(Position identification records)
▼

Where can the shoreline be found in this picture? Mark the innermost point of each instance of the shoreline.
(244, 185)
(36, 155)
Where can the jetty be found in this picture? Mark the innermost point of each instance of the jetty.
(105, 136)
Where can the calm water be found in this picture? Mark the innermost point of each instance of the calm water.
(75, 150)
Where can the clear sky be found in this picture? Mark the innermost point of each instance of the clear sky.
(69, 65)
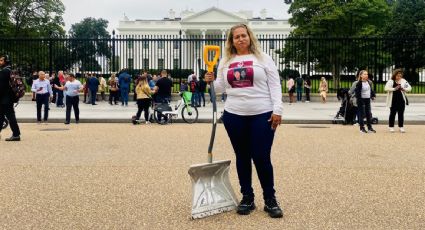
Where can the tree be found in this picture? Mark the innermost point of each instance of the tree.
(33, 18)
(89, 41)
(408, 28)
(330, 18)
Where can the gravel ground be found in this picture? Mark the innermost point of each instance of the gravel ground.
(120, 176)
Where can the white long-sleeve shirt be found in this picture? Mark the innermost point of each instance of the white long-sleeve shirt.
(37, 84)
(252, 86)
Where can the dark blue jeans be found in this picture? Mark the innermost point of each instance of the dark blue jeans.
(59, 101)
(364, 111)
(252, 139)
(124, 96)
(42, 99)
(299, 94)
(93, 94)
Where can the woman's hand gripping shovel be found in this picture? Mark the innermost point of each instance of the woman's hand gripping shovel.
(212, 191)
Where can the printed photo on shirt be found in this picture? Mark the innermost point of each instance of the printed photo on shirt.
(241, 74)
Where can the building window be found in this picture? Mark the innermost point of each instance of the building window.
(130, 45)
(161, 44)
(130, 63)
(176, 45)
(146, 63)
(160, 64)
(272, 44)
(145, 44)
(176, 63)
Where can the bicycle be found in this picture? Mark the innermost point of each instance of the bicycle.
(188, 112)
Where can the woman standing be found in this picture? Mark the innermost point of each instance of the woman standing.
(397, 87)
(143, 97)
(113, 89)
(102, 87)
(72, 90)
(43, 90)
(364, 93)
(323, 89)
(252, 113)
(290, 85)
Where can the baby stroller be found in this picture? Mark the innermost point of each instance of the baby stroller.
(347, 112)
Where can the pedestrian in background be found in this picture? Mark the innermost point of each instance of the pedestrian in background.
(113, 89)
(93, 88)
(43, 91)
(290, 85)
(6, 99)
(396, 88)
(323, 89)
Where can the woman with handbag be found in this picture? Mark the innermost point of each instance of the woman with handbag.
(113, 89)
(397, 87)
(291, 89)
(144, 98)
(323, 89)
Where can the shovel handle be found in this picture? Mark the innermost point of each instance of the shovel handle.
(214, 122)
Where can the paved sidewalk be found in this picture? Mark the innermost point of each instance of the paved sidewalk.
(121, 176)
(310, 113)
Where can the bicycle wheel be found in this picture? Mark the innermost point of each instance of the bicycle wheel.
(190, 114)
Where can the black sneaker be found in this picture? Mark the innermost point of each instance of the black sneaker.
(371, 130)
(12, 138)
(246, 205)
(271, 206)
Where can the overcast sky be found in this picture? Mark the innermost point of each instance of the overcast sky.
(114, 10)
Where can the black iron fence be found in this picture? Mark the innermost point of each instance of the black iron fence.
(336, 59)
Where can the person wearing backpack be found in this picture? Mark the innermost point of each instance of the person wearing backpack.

▲
▼

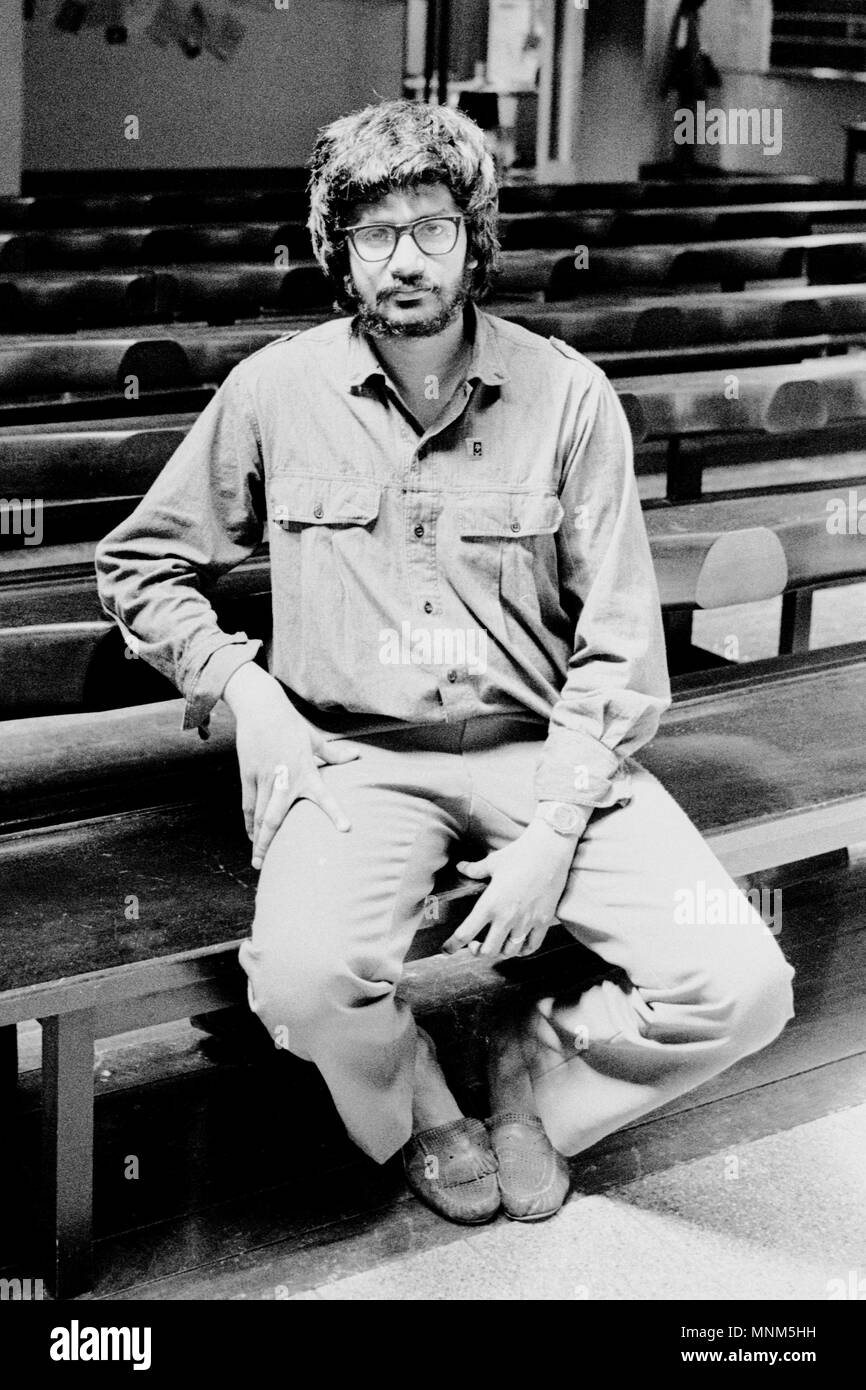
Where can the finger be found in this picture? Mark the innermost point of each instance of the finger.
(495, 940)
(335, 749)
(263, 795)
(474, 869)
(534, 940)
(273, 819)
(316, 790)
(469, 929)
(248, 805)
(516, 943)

▲
▼

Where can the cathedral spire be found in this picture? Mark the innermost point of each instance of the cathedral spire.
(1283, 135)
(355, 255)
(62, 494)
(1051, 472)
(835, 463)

▲

Task statement =>
Pull out each row that includes the word "woman", and copy those rows in their original order.

Solution =>
Where can the woman's hand gripping shovel be found in this picture? Mark the innermost point of each instance of the woman's hand gripping shovel.
Where can the woman standing be found in this picture? Mark the innermost point of each instance of the woman standing.
Where can the woman with handbag be found in this picture? Mark the innermost point of each instance of the woman with handbag.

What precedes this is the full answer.